* begin LISTED ENTRIES *

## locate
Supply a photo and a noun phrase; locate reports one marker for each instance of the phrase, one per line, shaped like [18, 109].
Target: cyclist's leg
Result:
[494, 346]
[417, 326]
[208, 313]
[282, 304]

* end LISTED ENTRIES *

# WORK TO BE COMPLETED
Reproduce every line of the items above, scaling each point coordinate in the results by 1.05 and rounding to whole numbers, with halves rounded up. Keep all other text unchanged, including the sample coordinate in the description.

# EXERCISE ANSWER
## locate
Supply a photo and a noun phrase; locate reports one marker for each instance of the phrase, one per line, shaped like [18, 109].
Target: cyclist's leg
Result:
[519, 363]
[438, 342]
[218, 329]
[296, 319]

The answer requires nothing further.